» TASK BRIEF: Extract every line of the listing that contains the word "metal", and copy each one out as it appears.

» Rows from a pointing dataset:
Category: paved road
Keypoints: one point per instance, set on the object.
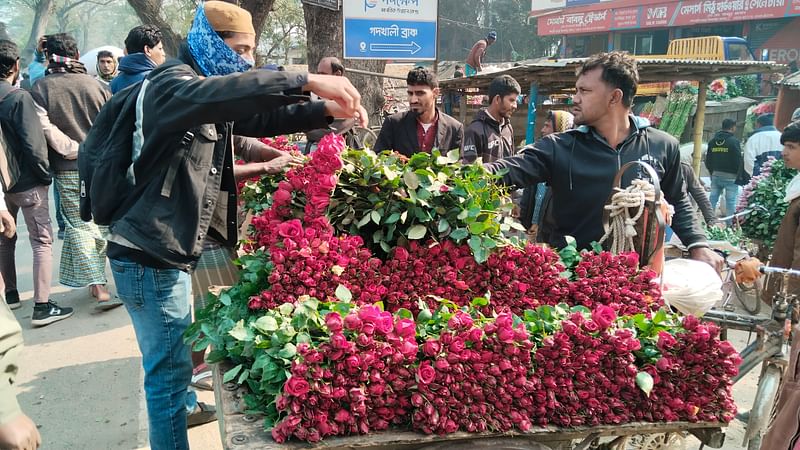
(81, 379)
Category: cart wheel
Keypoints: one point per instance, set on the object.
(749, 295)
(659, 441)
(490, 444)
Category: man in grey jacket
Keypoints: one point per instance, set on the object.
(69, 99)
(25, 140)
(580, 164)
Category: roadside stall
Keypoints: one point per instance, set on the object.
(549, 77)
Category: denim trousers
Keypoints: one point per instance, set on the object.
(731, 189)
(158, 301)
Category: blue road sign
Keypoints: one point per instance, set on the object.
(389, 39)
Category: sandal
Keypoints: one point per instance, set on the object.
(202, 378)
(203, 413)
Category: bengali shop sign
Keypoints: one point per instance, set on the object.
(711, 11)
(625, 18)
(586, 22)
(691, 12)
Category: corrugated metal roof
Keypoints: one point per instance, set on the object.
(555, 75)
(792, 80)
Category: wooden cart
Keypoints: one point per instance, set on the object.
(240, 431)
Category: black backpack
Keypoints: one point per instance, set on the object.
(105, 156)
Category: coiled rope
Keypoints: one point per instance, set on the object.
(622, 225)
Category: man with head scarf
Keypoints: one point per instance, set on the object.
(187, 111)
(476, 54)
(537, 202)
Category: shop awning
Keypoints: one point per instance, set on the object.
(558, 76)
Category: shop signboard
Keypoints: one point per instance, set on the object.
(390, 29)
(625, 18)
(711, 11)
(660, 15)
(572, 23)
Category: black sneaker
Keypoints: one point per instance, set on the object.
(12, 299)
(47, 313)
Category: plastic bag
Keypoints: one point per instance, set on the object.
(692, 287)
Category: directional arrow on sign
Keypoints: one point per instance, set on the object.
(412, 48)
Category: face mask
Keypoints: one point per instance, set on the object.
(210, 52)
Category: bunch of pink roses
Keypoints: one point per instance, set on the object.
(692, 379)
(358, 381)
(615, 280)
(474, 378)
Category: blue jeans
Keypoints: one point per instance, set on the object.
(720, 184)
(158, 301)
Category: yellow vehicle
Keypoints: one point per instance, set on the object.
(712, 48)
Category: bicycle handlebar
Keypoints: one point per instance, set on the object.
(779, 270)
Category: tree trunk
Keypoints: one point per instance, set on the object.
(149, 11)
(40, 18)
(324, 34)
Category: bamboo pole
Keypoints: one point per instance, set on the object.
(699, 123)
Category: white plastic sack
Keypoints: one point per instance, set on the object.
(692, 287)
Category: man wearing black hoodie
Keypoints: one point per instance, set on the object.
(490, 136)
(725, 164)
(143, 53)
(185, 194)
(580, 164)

* * *

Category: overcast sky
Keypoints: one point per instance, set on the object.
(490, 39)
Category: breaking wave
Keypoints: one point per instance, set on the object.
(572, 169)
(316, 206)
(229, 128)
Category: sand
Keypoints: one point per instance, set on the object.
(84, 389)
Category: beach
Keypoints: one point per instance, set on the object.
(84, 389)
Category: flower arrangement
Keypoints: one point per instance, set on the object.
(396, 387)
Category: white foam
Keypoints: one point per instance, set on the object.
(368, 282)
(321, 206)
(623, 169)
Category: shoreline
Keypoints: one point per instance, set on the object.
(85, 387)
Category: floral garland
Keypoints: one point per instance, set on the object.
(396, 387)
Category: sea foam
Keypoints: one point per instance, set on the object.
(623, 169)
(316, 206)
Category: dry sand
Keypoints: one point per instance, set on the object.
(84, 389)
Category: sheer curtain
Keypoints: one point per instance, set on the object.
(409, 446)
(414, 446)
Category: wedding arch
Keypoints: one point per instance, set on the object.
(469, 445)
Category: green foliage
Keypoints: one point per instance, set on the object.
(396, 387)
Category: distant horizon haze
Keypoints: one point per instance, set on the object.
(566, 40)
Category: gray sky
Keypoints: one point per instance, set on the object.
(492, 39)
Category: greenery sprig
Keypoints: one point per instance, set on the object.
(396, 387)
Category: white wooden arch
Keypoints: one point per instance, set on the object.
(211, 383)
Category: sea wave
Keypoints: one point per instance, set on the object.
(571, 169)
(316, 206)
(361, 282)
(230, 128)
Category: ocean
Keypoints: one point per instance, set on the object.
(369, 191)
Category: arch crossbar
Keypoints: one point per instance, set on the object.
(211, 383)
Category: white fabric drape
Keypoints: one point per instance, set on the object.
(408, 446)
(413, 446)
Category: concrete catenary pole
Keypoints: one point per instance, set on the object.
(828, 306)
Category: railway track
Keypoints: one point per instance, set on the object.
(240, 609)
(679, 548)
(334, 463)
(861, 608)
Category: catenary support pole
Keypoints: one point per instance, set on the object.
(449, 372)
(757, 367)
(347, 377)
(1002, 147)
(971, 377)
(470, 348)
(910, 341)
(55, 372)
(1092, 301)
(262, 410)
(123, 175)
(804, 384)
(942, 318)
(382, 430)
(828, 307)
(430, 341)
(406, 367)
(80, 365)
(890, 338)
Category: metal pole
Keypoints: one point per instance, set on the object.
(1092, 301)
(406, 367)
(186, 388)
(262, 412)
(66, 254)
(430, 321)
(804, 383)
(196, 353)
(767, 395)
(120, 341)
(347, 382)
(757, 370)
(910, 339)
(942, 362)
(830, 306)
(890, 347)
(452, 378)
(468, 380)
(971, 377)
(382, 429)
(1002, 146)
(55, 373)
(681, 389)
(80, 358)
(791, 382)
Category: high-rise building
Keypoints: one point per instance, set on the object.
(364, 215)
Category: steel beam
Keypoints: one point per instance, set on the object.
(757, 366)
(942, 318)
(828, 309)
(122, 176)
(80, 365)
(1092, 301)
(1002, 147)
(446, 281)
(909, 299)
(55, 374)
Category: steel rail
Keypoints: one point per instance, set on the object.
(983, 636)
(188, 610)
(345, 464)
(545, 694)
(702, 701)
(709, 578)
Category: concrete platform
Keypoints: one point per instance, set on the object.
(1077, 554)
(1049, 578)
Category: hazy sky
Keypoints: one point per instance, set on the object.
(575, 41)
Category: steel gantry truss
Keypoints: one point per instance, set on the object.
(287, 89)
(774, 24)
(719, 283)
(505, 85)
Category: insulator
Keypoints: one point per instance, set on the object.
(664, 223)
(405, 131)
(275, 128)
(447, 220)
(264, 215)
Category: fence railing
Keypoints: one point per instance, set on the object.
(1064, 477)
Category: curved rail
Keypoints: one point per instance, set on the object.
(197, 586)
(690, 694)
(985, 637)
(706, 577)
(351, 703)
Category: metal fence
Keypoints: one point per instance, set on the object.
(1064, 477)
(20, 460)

» RIGHT ANSWER:
Category: corrugated metal roof
Category: metal pole
Category: metal fence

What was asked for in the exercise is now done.